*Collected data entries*
===

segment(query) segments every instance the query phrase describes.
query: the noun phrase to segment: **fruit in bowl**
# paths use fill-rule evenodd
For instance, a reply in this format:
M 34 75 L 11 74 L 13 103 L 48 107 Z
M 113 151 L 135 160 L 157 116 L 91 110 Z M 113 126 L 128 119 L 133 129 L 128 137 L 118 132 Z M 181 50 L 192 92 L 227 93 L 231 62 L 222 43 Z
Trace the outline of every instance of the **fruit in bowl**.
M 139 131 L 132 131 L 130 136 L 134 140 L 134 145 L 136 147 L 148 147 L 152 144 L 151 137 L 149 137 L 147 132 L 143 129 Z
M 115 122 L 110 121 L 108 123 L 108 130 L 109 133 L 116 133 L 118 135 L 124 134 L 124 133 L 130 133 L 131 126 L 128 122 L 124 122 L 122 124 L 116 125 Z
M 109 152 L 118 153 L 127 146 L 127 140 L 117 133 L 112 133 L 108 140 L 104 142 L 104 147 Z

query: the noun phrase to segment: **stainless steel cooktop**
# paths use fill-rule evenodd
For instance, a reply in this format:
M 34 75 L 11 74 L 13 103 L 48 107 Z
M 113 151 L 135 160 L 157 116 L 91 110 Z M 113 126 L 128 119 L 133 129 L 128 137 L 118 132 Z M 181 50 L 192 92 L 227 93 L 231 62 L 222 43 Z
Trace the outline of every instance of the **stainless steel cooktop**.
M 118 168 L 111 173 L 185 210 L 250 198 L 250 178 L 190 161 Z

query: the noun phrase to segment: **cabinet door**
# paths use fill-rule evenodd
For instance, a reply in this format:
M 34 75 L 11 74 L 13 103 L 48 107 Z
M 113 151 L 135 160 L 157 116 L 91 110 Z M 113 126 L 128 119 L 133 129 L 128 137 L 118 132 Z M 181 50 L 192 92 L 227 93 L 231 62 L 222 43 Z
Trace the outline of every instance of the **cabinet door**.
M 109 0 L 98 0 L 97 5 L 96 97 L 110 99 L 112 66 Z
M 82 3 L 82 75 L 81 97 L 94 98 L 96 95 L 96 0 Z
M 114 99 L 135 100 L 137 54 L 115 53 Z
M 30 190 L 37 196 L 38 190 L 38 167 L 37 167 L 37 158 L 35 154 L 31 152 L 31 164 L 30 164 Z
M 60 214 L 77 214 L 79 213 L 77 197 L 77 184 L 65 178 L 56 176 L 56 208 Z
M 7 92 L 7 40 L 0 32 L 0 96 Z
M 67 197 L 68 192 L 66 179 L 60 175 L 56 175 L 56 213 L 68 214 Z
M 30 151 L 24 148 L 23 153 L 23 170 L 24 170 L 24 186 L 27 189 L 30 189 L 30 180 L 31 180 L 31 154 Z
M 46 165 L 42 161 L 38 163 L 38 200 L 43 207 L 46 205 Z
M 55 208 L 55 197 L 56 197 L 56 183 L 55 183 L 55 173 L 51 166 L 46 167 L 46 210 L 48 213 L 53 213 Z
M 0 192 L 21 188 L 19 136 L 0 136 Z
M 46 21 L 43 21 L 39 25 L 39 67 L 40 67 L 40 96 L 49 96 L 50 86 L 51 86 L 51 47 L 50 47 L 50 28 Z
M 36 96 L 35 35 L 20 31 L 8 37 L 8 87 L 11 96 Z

===

*TO DO*
Retype the records above exactly, so that no line differs from its source.

*SOLUTION TO THE PROBLEM*
segment(query) segments every instance the query phrase describes.
query: the noun phrase to segment: **fruit in bowl**
# paths use fill-rule evenodd
For instance, a reply in this format:
M 34 75 L 11 74 L 13 103 L 48 107 Z
M 113 151 L 135 160 L 157 116 L 91 110 Z M 113 126 L 128 119 L 133 129 L 128 137 L 118 132 Z M 181 50 L 192 92 L 227 93 L 231 62 L 222 43 Z
Trace the outline of every instance of the **fruit in bowl**.
M 139 131 L 132 131 L 130 136 L 134 140 L 134 145 L 136 147 L 148 147 L 152 144 L 151 137 L 149 137 L 147 132 L 143 129 Z
M 115 122 L 110 121 L 108 123 L 108 130 L 109 133 L 116 133 L 118 135 L 124 134 L 124 133 L 130 133 L 131 126 L 128 122 L 124 122 L 122 124 L 116 125 Z
M 109 152 L 118 153 L 127 146 L 127 140 L 117 133 L 112 133 L 108 140 L 104 142 L 104 147 Z

query: the noun phrase to segment: **stainless steel cooktop**
# paths use fill-rule evenodd
For instance, a reply in this format:
M 34 75 L 11 74 L 13 103 L 48 107 Z
M 113 151 L 135 160 L 157 116 L 91 110 Z M 113 126 L 128 119 L 133 129 L 128 137 L 118 132 Z M 181 50 L 192 92 L 227 93 L 231 62 L 222 43 Z
Trace the outline of every instance of the **stainless steel cooktop**.
M 118 168 L 111 173 L 185 210 L 250 198 L 250 178 L 190 161 Z

query: the noun phrase to segment: **cabinet door**
# paths use fill-rule evenodd
For instance, a reply in this format:
M 34 75 L 11 74 L 13 103 L 48 107 Z
M 113 151 L 135 160 L 157 116 L 91 110 Z M 113 126 L 128 119 L 133 129 L 128 137 L 118 132 Z M 181 50 L 192 92 L 227 93 L 231 62 L 222 43 Z
Trace the outline of every instance of the **cabinet door**.
M 109 0 L 98 0 L 97 5 L 96 97 L 110 99 L 112 66 Z
M 82 3 L 82 75 L 81 97 L 94 98 L 96 95 L 96 0 Z
M 114 99 L 135 100 L 137 54 L 115 53 Z
M 30 190 L 37 196 L 38 190 L 38 167 L 37 167 L 37 158 L 35 154 L 31 152 L 31 164 L 30 164 Z
M 60 214 L 77 214 L 79 213 L 77 197 L 77 184 L 65 178 L 56 176 L 56 208 Z
M 7 92 L 7 40 L 0 32 L 0 96 Z
M 67 197 L 68 192 L 66 179 L 60 175 L 56 175 L 56 213 L 68 214 Z
M 30 151 L 24 148 L 23 153 L 23 170 L 24 170 L 24 186 L 27 189 L 30 189 L 30 180 L 31 180 L 31 154 Z
M 46 165 L 42 161 L 38 163 L 38 200 L 43 207 L 46 205 Z
M 55 208 L 55 197 L 56 197 L 56 183 L 55 183 L 55 173 L 51 166 L 46 167 L 46 210 L 48 213 L 53 213 Z
M 0 192 L 21 188 L 19 136 L 0 136 Z
M 46 21 L 43 21 L 39 25 L 39 67 L 40 67 L 40 96 L 49 96 L 50 86 L 51 86 L 51 47 L 50 47 L 50 28 Z
M 36 96 L 35 35 L 20 31 L 8 37 L 8 87 L 11 96 Z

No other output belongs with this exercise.